● **EXCERPTED TEXT**
◇ ◇ ◇ ◇ ◇

INITIAL PLANS FOR THE 79TH OJAI MUSIC FESTIVAL

2025 Festival with Claire Chase

June 5-8, 2025

Festival programming will include the West Coast Premieres of Liza Lim’s Sex Magic, Craig Taborn’s Busy Griefs and Endangered Charms, Anna Thorvaldsdottir’s Ubique, Susie Ibarra’s Sky Islands, and Terry Riley’s Pulsefield

Festival celebrates multiple generations of composers, including works by Anna Thorvaldsdottir, Tania León, Annea Lockwood, Liza Lim, and Marcos Balter; composer-performers include Craig Taborn (piano), Leilehua Lanzilotti (viola), and Susie Ibarra (percussion)

An all-star “meta-ensemble” of Festival musicians including Seth Parker Woods, cello; Wu Wei, sheng; Steven Schick, conductor and percussion; the JACK Quartet (violinists Christopher Otto and Austin Wulliman, violist John Pickford Richards, and cellist Jay Campbell); Katinka Kleijn, cello; Cory Smythe and Alex Peh, piano and keyboards; Ross Karre, percussion; Joshua Rubin, clarinet; M.A. Tiesenga, saxophone and electronic hurdy-gurdy; and members of Australia’s ELISION Ensemble

Claire Chase playing flute

“There’s no place in the world like Ojai, and there is no gathering of musicians and ideas like the Ojai Festival. From the time I was a kid growing up in Southern California, the Festival has taken on mythical dimensions for me.”  – Claire Chase, 2025 Music Director

Download PDF version of announcement

(OJAI CA – October 15, 2024) — The 79th Ojai Music Festival, June 5 to 8, 2025, welcomes as Music Director one of today’s most vital artists, flutist Claire Chase.  Reflecting on Ojai’s natural and sonic environment, the 2025 Festival programming offers responses to landscape as caretakers and participants and welcomes a multi-generational collective of composers, performers, composer-performers, and improvisers.

◇ ◇ ◇ ◇ ◇

● **MATERIAL PROVIDED**
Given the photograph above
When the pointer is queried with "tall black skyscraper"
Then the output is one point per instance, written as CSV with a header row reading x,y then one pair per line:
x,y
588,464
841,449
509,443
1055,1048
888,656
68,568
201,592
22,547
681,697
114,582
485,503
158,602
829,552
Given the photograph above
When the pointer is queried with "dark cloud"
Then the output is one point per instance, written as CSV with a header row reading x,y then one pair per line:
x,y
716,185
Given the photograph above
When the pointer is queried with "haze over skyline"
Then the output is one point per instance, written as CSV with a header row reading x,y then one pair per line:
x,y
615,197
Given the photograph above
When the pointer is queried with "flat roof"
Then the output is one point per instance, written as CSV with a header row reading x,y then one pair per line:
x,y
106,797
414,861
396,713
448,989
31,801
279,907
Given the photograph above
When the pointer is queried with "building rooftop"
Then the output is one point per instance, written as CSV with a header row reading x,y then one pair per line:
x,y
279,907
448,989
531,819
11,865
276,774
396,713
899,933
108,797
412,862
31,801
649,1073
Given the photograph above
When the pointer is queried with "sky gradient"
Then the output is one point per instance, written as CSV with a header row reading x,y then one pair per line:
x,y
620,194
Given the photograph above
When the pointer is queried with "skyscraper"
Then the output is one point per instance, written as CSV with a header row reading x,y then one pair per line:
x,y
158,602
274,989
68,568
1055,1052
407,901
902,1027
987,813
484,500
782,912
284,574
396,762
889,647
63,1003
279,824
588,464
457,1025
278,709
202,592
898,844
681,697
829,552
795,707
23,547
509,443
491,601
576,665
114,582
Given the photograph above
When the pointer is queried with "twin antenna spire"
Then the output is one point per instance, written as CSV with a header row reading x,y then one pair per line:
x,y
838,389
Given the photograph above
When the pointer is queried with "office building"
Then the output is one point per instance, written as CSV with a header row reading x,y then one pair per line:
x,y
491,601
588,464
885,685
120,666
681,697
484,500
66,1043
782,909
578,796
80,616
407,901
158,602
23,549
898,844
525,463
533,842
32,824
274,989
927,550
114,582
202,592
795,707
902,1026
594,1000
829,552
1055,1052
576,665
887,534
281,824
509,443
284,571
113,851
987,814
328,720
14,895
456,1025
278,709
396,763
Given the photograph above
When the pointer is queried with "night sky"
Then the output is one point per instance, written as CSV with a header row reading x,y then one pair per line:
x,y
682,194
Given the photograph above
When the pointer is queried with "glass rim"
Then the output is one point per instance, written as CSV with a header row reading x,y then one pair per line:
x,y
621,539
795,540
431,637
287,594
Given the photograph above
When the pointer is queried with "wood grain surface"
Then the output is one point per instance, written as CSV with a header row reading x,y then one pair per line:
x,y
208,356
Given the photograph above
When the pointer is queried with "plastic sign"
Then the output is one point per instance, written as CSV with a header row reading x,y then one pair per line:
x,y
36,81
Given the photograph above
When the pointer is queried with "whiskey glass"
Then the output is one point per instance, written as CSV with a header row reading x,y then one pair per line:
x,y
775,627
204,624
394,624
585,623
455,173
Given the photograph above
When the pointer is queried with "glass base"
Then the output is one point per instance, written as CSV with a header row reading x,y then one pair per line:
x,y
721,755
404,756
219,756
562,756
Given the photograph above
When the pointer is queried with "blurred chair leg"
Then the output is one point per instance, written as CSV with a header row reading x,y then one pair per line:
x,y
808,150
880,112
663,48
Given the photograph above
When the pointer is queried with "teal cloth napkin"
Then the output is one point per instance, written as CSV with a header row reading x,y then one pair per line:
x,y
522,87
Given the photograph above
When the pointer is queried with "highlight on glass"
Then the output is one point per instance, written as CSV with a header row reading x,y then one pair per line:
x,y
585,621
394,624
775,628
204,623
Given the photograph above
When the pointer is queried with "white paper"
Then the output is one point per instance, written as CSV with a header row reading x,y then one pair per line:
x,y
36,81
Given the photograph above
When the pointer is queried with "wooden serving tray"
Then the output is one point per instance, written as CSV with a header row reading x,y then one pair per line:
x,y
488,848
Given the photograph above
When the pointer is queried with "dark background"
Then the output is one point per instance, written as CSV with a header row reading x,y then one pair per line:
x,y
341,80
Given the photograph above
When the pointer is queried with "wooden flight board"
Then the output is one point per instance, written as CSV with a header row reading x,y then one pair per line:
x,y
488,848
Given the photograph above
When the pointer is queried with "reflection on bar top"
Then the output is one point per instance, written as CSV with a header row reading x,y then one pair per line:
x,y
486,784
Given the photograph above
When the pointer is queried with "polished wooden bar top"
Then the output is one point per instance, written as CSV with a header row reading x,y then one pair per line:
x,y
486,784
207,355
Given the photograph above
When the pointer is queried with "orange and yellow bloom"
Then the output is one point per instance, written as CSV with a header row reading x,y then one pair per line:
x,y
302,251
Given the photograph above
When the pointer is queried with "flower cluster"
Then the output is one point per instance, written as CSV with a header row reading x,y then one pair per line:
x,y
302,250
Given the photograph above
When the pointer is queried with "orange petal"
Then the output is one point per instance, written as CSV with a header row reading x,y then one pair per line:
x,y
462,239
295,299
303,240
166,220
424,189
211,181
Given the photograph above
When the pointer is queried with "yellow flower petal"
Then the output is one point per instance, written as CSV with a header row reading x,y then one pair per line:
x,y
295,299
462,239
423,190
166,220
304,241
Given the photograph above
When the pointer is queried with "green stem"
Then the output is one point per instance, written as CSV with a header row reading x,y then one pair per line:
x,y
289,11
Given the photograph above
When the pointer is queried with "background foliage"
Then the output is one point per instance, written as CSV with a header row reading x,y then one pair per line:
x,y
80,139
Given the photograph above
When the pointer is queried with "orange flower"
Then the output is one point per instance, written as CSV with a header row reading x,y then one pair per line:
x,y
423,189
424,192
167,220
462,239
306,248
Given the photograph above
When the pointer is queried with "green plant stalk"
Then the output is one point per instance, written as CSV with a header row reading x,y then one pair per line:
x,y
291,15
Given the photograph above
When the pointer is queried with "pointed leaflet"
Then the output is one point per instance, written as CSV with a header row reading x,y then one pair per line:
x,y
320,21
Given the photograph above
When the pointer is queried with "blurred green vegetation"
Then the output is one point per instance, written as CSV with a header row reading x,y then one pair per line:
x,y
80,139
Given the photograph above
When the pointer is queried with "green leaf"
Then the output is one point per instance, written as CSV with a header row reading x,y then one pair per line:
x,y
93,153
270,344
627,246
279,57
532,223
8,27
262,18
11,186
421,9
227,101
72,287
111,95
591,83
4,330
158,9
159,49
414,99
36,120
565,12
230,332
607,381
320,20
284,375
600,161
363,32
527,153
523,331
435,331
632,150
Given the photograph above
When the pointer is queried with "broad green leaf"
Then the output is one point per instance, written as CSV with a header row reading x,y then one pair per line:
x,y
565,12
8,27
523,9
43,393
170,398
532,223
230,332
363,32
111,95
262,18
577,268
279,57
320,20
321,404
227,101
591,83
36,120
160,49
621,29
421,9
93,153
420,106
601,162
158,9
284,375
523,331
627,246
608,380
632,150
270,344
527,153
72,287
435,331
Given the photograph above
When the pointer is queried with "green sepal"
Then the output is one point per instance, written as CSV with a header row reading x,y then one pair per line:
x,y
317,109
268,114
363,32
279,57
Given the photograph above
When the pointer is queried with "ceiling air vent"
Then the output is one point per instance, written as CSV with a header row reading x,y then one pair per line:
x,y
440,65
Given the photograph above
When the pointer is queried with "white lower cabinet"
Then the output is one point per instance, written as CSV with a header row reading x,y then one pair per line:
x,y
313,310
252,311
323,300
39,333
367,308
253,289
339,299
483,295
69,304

◇ ◇ ◇ ◇ ◇

● **GIVEN INSTRUCTION A**
Answer these questions from the Ojai festival announcement, one per line:
(i) On what dates will the 79th Ojai Music Festival take place?
(ii) Which instrument does composer-performer Leilehua Lanzilotti play?
(iii) Which musician in the meta-ensemble plays the sheng?
● **GIVEN INSTRUCTION B**
Output the passage of the Ojai festival announcement that begins at the words "Festival celebrates multiple" and stops after the words "Susie Ibarra (percussion)".
● **GIVEN INSTRUCTION C**
List every work that the Ojai festival announcement names as a West Coast Premiere.

● **SOLUTION A**
(i) June 5 to 8, 2025
(ii) Viola
(iii) Wu Wei

● **SOLUTION B**
Festival celebrates multiple generations of composers, including works by Anna Thorvaldsdottir, Tania León, Annea Lockwood, Liza Lim, and Marcos Balter; composer-performers include Craig Taborn (piano), Leilehua Lanzilotti (viola), and Susie Ibarra (percussion)

● **SOLUTION C**
Sex Magic
Busy Griefs and Endangered Charms
Ubique
Sky Islands
Pulsefield